**EXERCISE TASKS:**
A) Write out the passage on health marketing below, starting with "The past two" and going on through "on the farcical.".
B) In the passage on health marketing below, who is quoted as calling primary scientific reports the "sterilised pages of scientific literature"?

**SUPPLIED PASSAGE:**

As Goldacre points out, George Orwell noted that the true genius in advertising is to sell you both the solution and the problem. Since the above sites both detail some of the rather more bizarre pharmaceuticals on the market, I'll recommend you visit them for further information. The material dealing with a council allowing a trial of fish oil pills to boost school exam results is priceless.

Yet this area is just one of several related to the solution/problem model, namely that there is consumer product for every issue: "Want a smart child? Just buy a Mozart CD!" The Mozart Effect may finally be heading for the debunked heap, but it's small fry compared to the notion that pill-popping is often the most effective yet rapid remedy. The amount of health supplements now available (carefully niche-marketed, of course) is astonishing, as is the appeal for us to treat ourselves like professional athletes, thanks to the increasing obsession with hydration and hypertonic drinks and 'wellness' in general.

The past two decades have seen a sad litany of scandals involving food and pharmacology, from the salmonella in eggs to the MMR vaccine and autism. With the UK press only to willing to whip up a scandal without prior thorough investigation of the evidence (for the most part, presumably for the sake of sales rather than any anti-scientific leanings per se), the public has been cried wolf to so many times it's enough to make you turn your back on anything that looks vaguely scientific. I don't know enough about the avian flu and swine flu hyperbole to comment in detail, but there too the media reporting of Government planning has implied elements verging on the farcical.

So what have we learnt so far? Firstly, it's far easier to push a one-size-fits-all cure than to individually assess people's physical and mental health problems as if they were, well, individuals. Most of us rely on the media for our explanations of health and food science issues, and these reports tend to appeal to the emotions and intuition rather more than we might find in the primary reports, AKA the 'sterilised pages of scientific literature', as palaeontologist Richard Fortey refers to it.

Not that most of us would have the time to plough through and decode the latter anyway, which brings me to a second issue: there is now so much freedom of choice, and an emphasis on rapid pacing to match our speed of communications that 'noise' (not just aural) is increasingly blocking critical thinking. Twenty years ago, people could define their day as having a work part and a leisure part, but now the two are blurred if not superseded thanks to a wide variety of recent technological innovations. Obviously we can work longer hours (i.e. from home or in transit) via mobile computing and Wi-Fi, but there’s also online networking, blogging, email and webcam, online shopping, even printing our own photos and ploughing through endless television channels 'live' or on-demand. It's a nice thought that when electronic personal assistants can be tailored to our personality profiles (like an uber-Amazon personalised homepage), then we will no longer be slaves to the labour-saving devices we clutter our lives with. But even then, will consumerist culture trivia remain a primary component of our lives?

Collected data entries
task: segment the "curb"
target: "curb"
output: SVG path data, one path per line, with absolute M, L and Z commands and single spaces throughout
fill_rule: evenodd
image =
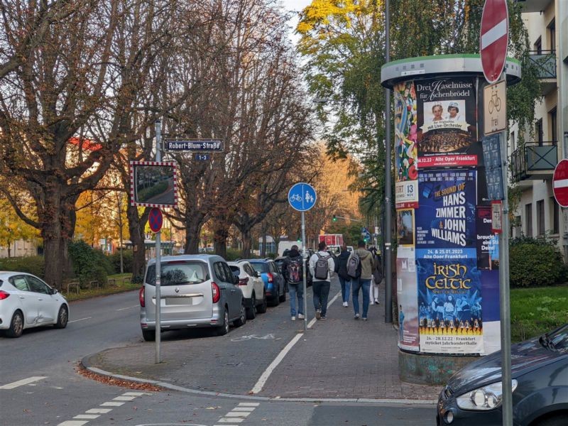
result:
M 91 366 L 90 359 L 95 356 L 97 354 L 87 355 L 83 357 L 81 360 L 81 366 L 88 370 L 91 373 L 110 377 L 112 378 L 117 378 L 126 381 L 131 381 L 137 383 L 148 383 L 160 386 L 166 389 L 172 390 L 178 390 L 179 392 L 185 392 L 185 393 L 192 393 L 195 395 L 200 395 L 203 396 L 217 396 L 222 398 L 227 398 L 232 399 L 241 399 L 256 401 L 265 402 L 291 402 L 291 403 L 355 403 L 355 404 L 388 404 L 388 405 L 435 405 L 437 403 L 436 400 L 405 400 L 405 399 L 373 399 L 366 398 L 280 398 L 278 396 L 252 396 L 250 395 L 239 395 L 235 393 L 224 393 L 222 392 L 214 392 L 211 390 L 198 390 L 197 389 L 190 389 L 189 388 L 184 388 L 177 385 L 173 385 L 166 382 L 158 381 L 155 380 L 150 380 L 145 378 L 139 378 L 137 377 L 131 377 L 130 376 L 124 376 L 122 374 L 115 374 L 109 371 L 106 371 L 97 367 Z

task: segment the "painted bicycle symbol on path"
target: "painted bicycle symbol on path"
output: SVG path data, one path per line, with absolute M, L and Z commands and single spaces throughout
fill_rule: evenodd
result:
M 231 339 L 231 342 L 244 342 L 245 340 L 252 340 L 253 339 L 258 339 L 258 340 L 267 340 L 269 339 L 274 339 L 274 334 L 265 334 L 264 336 L 257 336 L 256 334 L 250 334 L 248 336 L 241 336 L 240 337 L 235 337 Z

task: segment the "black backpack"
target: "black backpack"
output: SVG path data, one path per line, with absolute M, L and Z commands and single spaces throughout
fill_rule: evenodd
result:
M 302 263 L 302 258 L 300 257 L 288 259 L 288 265 L 286 265 L 288 283 L 296 284 L 302 282 L 304 278 Z

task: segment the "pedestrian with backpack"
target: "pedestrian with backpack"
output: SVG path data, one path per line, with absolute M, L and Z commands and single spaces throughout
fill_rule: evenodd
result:
M 295 244 L 288 251 L 282 263 L 282 275 L 288 283 L 290 293 L 290 315 L 292 321 L 296 320 L 296 297 L 297 297 L 297 319 L 304 319 L 304 268 L 303 258 Z
M 318 251 L 310 258 L 310 272 L 312 273 L 312 288 L 314 292 L 315 317 L 325 320 L 327 312 L 327 298 L 332 283 L 332 273 L 335 270 L 333 256 L 326 249 L 327 244 L 322 241 L 317 246 Z
M 347 275 L 351 278 L 353 288 L 353 310 L 355 312 L 354 318 L 359 317 L 359 290 L 363 293 L 363 317 L 367 320 L 367 312 L 369 305 L 369 291 L 373 271 L 375 268 L 375 261 L 371 253 L 365 249 L 365 241 L 360 241 L 357 249 L 351 253 L 347 261 Z
M 347 275 L 347 260 L 351 253 L 347 251 L 347 246 L 342 246 L 342 252 L 335 262 L 335 273 L 339 278 L 339 284 L 342 285 L 342 297 L 343 298 L 343 305 L 349 306 L 349 293 L 351 290 L 351 278 Z

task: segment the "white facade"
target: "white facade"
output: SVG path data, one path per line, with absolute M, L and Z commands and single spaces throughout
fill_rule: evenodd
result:
M 513 215 L 513 236 L 547 234 L 568 259 L 568 209 L 554 199 L 552 178 L 557 162 L 568 153 L 568 0 L 525 0 L 523 18 L 540 65 L 542 102 L 537 104 L 534 136 L 510 126 L 512 182 L 521 196 Z

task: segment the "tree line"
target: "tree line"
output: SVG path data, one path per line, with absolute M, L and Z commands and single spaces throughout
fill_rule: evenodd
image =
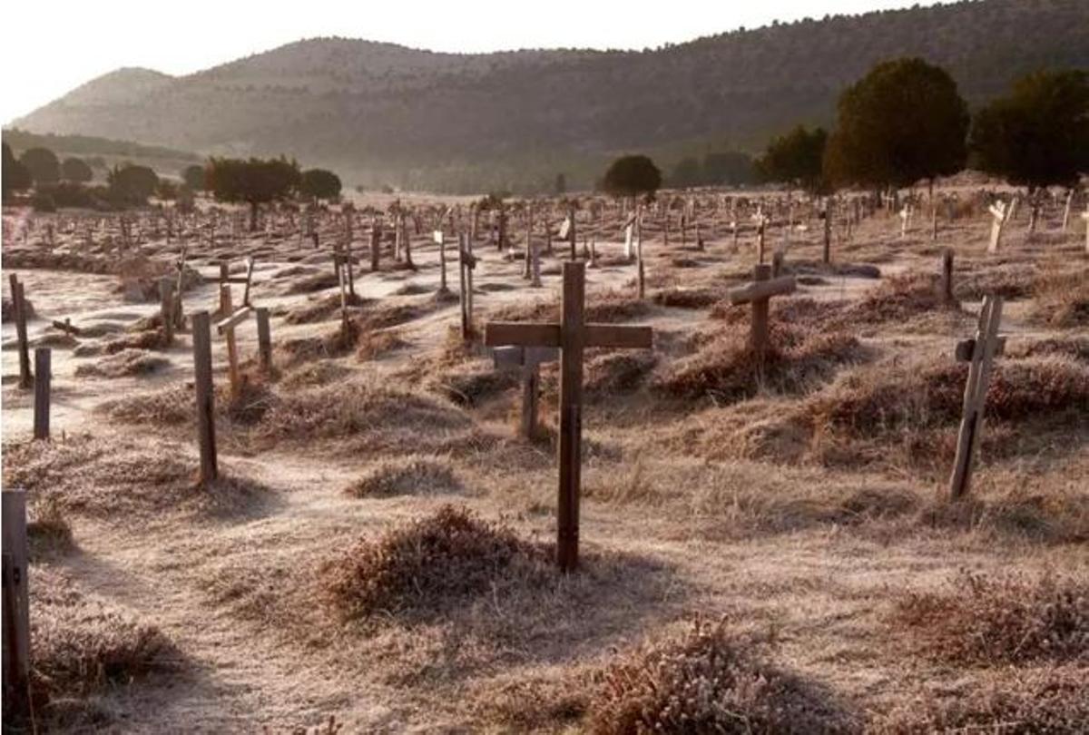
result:
M 63 161 L 44 147 L 28 148 L 17 158 L 3 143 L 3 199 L 13 194 L 34 189 L 30 203 L 39 211 L 58 207 L 96 209 L 146 205 L 148 199 L 176 200 L 191 206 L 199 193 L 208 193 L 218 201 L 250 206 L 250 225 L 256 226 L 257 208 L 261 204 L 301 197 L 337 200 L 341 180 L 326 169 L 302 170 L 285 157 L 260 159 L 209 158 L 191 164 L 179 180 L 160 177 L 146 166 L 124 163 L 107 172 L 105 185 L 93 185 L 94 171 L 81 158 Z

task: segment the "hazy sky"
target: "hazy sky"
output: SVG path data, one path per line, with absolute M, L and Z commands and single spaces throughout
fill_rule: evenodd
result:
M 913 0 L 12 0 L 2 13 L 0 120 L 119 66 L 188 74 L 314 36 L 437 51 L 639 49 L 738 26 L 903 8 Z M 932 4 L 923 1 L 921 4 Z

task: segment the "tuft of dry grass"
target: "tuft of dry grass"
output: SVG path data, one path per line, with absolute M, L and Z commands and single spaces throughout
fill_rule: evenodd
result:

**ANSWER SET:**
A)
The past two decades have seen a sad litany of scandals involving food and pharmacology, from the salmonella in eggs to the MMR vaccine and autism. With the UK press only to willing to whip up a scandal without prior thorough investigation of the evidence (for the most part, presumably for the sake of sales rather than any anti-scientific leanings per se), the public has been cried wolf to so many times it's enough to make you turn your back on anything that looks vaguely scientific. I don't know enough about the avian flu and swine flu hyperbole to comment in detail, but there too the media reporting of Government planning has implied elements verging on the farcical.

B) The palaeontologist Richard Fortey.